- Given instruction A -
Answer these questions using the forum thread on ripped jeans:
(i) Where did Monroee finally find the perfect pair of ripped jeans?
(ii) What kind of jeans did uziq's mom buy in high school?
(iii) What does Farideh say they like now instead of ripped jeans?
- Given instruction B -
Extend the forum thread on ripped jeans from its last line.

-- start of Given passage --

When I was a kid you wore your jeans to that kind of death, it was a mark of the summers you had skateboarding or biking or rollerblading or playing football or whatever it was you did that resulted in the wear & tear, now you pay & arm & a leg to get the same look from the off...I feel old *****ing about this fashion fad, haha


----------



## uziq (Apr 9, 2012)

i remember when i was in high school, my mom bought me a pair of extremely tight, ripped BOOTCUT jeans

never wore them


----------



## KILOBRAVO (Sep 17, 2011)

emm... maybe. I have thought about it but i dont own any pairs of ''distressed' jeans. it kinda might look OK... but it would depend a lot on the style and amount of the tears etc....

they dont have to be ripped or torn.... they could also just have fading in specific parts . I have a pair that look like that .


----------



## eveningbat (Jan 21, 2013)

No, I can' t stand those.


----------



## Monroee (Aug 26, 2009)

I've always liked the look of ripped jeans, I get too bored when they are pristine looking. However I never liked the overly distressed look, where there are slashes all down it and they are all symmetrical. It's too much. I've always liked just a few holes here and there, to give a casual and interesting look, but it has to be natural looking. I've looked everywhere for good ripped jeans, but they are all overly distressed and unnatural in the mainstream stores. I finally found the perfect pair at a thrift store, haha, probably because they were accidentally ripped.


----------



## zonebox (Oct 22, 2012)

Back in the late 80s and 90s I did.. I never bought them torn, they just ended up getting that way and since it was already in style I sort of just went with it. Is it coming back in style now?


----------



## AngelClare (Jul 10, 2012)

I hate torn jeans. It's silly fad. Years from now people will look at old photos and laugh.


----------



## kivi (Dec 5, 2014)

I only have plain jeans (one of them has ripped cuffs but it's because they've worn too much). But I can't find shorts without rips, tears. So the shorts I own have tears. If I could find shorts which are in the same color, length, style as I want and didn't have rips, tears, I would only prefer them.


----------



## Crystalline (Dec 1, 2008)

A few small tears or wear is fine. Entire gaps with the pant leg hanging on by a shred of fabric, not my thing.


----------



## Kilgore Trout (Aug 10, 2014)

Nope. Even if it has small Rips i feel like i'm wearing this :laugh::


Aeiou said:


>


----------



## Kiba (Apr 26, 2013)

After doing some research, I take back everything bad i said about ****ed up jeans............


----------



## Farideh (Nov 13, 2011)

Yeah when I was 18. I had a thing for ripped jeans. I even made my own pair. I got compliments and I also got made fun of for wearing them. I don't care. It's MY style. I don't wear them anymore. Now I like cargo shorts.


----------



## probably offline (Oct 8, 2012)

No.


----------



## FunkyFedoras (Aug 30, 2013)

Aeiou said:


> Not really my thing


Last picture.. it's too much
I laughed too much


----------



## SilkyJay (Jul 6, 2015)

-- end of Given passage --
-- start of Items --

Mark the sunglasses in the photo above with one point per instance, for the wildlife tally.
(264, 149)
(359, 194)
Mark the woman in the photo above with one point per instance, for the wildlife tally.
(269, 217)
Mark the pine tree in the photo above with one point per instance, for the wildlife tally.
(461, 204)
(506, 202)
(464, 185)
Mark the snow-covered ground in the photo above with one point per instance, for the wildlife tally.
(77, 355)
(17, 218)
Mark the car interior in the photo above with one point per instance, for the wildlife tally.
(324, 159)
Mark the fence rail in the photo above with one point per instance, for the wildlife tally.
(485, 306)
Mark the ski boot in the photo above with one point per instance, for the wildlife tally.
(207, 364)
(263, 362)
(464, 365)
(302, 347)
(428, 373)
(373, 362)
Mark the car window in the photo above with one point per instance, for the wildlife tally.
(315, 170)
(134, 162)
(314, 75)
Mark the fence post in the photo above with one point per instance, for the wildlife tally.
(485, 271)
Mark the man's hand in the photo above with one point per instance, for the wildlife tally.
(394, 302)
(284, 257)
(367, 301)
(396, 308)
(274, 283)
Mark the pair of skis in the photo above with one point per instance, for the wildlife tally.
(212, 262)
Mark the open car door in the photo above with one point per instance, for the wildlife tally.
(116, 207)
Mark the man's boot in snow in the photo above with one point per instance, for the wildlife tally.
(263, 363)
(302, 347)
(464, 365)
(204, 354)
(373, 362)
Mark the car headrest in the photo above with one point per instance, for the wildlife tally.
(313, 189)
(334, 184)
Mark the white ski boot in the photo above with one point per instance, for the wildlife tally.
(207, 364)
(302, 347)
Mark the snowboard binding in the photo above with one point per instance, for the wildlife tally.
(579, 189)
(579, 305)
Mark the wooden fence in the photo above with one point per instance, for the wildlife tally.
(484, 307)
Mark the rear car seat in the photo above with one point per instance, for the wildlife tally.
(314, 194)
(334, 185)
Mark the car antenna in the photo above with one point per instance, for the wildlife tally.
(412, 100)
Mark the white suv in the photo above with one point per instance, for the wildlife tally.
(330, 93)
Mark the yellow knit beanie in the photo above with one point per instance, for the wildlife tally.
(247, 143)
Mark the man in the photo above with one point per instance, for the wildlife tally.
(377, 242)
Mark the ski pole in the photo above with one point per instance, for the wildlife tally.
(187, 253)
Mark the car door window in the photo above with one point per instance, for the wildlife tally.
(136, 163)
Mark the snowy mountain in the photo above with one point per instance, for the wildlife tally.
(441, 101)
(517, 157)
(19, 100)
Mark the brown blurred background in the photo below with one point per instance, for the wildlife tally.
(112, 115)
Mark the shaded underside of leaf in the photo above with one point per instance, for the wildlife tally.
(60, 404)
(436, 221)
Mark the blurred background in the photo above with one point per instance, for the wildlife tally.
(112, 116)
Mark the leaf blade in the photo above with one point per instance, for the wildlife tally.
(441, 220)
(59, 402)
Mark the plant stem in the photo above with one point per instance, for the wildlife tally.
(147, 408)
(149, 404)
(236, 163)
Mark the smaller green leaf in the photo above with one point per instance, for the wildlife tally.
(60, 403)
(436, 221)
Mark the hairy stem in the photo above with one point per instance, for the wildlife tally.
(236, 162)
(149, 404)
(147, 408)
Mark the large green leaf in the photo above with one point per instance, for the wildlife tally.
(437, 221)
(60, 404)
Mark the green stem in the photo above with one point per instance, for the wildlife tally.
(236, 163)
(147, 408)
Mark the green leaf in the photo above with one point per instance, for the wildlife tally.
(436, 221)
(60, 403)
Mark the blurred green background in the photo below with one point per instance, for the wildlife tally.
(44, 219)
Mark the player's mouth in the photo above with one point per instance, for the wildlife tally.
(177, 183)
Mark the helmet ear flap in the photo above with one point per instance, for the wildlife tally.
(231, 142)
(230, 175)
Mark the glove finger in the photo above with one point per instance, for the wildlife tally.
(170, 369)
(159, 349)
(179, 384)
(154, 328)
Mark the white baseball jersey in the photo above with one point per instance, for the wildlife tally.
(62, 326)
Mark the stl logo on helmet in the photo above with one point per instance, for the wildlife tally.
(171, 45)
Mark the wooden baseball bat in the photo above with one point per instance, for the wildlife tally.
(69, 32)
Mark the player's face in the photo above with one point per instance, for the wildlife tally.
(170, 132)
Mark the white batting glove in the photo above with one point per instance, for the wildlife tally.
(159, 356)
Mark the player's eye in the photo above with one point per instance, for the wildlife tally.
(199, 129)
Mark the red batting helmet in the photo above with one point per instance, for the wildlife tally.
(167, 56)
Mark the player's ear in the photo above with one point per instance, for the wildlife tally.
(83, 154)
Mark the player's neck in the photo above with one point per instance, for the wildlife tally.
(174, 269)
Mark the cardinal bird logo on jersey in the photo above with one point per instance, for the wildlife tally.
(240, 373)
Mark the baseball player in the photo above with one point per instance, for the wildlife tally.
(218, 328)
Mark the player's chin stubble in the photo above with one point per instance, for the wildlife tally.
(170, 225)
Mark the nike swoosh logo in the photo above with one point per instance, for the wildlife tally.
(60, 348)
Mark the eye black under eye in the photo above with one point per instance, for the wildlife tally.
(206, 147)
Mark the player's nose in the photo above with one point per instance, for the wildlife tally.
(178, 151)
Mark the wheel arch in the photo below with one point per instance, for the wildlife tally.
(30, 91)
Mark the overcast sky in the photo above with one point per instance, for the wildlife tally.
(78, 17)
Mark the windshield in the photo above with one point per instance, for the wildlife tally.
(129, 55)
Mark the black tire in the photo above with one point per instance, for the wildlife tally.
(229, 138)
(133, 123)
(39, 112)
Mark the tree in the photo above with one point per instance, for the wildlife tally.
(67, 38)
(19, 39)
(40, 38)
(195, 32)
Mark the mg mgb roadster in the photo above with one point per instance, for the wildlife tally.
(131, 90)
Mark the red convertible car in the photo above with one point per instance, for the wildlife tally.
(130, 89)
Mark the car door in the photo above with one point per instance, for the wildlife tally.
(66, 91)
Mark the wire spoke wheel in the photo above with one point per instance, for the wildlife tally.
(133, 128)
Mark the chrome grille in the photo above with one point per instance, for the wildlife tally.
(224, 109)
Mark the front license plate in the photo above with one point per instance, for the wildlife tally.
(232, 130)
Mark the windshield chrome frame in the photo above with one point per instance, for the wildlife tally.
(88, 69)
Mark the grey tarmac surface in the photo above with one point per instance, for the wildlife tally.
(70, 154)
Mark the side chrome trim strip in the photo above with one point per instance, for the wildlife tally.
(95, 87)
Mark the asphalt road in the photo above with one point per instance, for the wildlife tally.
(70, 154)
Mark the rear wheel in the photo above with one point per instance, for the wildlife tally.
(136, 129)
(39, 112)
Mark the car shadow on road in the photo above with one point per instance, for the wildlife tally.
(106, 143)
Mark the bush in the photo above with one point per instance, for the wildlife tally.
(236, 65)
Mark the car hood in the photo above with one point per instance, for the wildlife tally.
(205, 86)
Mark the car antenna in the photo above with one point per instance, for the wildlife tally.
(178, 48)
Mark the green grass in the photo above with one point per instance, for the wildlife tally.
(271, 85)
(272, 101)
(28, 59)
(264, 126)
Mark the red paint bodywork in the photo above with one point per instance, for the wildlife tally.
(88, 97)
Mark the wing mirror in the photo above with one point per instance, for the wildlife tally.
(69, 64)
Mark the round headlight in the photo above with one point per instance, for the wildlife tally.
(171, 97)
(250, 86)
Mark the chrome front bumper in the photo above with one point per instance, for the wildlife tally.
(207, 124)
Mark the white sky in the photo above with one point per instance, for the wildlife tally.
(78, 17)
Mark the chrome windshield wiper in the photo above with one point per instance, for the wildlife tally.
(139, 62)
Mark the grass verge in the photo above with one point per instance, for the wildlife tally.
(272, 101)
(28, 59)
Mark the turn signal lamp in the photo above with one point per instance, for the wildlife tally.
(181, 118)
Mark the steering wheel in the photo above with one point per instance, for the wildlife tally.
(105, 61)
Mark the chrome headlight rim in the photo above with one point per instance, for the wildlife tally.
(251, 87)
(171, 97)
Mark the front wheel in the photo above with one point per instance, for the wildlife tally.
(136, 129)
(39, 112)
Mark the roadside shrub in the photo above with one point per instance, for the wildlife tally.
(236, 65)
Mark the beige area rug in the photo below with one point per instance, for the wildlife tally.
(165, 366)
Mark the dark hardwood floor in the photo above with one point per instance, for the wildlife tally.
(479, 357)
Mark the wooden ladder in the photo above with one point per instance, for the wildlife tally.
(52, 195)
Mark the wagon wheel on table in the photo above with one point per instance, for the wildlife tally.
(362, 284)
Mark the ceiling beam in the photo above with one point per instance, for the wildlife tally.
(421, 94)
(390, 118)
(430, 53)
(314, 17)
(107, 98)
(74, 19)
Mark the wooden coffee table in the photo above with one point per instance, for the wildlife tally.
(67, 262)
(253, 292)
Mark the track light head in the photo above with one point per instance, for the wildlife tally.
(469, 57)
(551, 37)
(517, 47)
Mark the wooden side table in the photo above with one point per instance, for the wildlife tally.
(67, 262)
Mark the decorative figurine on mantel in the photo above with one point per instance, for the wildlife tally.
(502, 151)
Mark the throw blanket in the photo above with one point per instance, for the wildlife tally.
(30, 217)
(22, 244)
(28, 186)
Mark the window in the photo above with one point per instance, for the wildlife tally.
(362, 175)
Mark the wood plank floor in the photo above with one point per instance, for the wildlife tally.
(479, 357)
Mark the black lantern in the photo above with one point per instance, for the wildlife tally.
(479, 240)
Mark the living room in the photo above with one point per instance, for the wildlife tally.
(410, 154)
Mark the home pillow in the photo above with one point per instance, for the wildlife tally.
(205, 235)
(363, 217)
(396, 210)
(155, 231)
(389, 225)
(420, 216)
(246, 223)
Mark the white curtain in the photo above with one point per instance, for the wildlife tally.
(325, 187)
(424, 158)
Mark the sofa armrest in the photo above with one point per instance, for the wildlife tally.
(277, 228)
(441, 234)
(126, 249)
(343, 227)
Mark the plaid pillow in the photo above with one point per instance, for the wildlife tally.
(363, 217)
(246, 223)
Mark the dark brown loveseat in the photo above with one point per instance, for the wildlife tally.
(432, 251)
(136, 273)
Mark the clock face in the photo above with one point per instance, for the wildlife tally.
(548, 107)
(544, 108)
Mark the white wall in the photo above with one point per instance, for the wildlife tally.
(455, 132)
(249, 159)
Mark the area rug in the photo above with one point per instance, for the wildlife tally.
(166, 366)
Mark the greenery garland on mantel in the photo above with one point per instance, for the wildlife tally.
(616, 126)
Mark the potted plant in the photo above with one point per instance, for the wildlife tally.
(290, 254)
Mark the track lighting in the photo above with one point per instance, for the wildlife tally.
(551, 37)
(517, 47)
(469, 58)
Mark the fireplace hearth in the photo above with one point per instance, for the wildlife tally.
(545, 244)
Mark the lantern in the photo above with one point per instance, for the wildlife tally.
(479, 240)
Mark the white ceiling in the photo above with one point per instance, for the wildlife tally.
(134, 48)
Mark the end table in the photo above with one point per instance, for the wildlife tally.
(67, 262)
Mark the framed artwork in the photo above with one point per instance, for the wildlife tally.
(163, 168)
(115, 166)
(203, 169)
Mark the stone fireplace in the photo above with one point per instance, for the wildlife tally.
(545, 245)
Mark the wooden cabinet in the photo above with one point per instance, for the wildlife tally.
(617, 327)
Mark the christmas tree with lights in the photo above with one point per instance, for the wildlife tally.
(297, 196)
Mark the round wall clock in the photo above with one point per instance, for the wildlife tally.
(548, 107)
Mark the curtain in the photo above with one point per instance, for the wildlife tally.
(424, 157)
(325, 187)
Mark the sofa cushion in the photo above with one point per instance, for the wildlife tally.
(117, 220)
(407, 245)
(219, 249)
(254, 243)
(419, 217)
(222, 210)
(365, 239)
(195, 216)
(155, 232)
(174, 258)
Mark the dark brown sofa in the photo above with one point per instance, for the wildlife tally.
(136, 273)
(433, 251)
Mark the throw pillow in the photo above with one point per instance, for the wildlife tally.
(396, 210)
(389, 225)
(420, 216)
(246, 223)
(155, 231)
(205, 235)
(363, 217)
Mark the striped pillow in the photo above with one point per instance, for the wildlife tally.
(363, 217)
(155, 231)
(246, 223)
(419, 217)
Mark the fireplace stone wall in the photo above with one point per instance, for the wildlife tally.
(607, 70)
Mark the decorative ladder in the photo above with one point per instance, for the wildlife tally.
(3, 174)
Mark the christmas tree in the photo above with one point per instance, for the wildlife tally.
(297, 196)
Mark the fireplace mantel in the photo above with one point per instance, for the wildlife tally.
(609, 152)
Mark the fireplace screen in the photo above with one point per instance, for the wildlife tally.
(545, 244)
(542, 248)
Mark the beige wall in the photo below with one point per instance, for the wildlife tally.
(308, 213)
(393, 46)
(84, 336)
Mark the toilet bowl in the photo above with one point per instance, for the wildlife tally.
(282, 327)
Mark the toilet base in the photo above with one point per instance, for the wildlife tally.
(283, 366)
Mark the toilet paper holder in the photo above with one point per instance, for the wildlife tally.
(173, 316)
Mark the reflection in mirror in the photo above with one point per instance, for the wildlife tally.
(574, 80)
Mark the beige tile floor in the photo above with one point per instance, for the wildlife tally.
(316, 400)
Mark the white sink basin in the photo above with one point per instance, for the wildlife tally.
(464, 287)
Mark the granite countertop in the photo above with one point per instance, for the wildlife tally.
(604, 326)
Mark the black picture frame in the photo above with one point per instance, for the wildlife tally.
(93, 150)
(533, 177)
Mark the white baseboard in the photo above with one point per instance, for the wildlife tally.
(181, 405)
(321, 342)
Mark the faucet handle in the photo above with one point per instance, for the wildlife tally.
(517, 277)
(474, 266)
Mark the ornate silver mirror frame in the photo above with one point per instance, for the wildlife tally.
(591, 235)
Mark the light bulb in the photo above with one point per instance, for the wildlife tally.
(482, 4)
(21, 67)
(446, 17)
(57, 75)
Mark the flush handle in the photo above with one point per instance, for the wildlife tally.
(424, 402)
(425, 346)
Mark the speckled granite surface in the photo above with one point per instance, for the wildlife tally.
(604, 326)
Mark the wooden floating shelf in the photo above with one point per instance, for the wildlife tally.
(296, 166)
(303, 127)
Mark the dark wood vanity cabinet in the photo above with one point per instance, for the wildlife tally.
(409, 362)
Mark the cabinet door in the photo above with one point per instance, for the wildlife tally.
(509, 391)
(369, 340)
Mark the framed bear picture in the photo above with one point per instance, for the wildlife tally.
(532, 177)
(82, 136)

-- end of Items --

- Result A -
(i) At a thrift store.
(ii) A pair of extremely tight, ripped bootcut jeans.
(iii) Cargo shorts.

- Result B -
I'm guilty of having a hole or two in my jeans, from keeping them wayyy to long though.

This will be the new trend, trust me.


----------



## megalodon (Jan 14, 2014)

No, they look ugly


----------



## littleghost (Oct 29, 2016)

I heard a comic say one time that we should give new jeans to the homeless, let them wear them out til they have holes, and then take them back. That way, they have good clothes, but can still be looked down upon for being out of style in new jeans.


----------



## Persephone The Dread (Aug 28, 2010)

Other people have bought me them so I wear them, don't really care either way. The bottoms of my jeans/trousers will always get ripped to shreds because they never fit properly and I've ended up with some other holes in my jeans through wear and tear too.

I avoid light coloured jeans though, I prefer black ones or mid-dark grey.


----------



## flyingMint (Aug 31, 2015)

It's not my thing mostly because few Jeans actually fit my thinner than air legs but props to those who can actually make it work.


----------



## Xenacat (Oct 20, 2015)

I love my jeans with holes in them. I wish I could wear them to work.


----------



## The Library of Emma (Mar 3, 2016)

Silent Memory said:


> You can tell they were bought like that instead of being worn a lot when the rips/holes are on both legs.


^^ very true


----------



## Virgo (Jun 27, 2016)

littleghost said:


> I heard a comic say one time that we should give new jeans to the homeless, let them wear them out til they have holes, and then take them back. That way, they have good clothes, but can still be looked down upon for being out of style in new jeans.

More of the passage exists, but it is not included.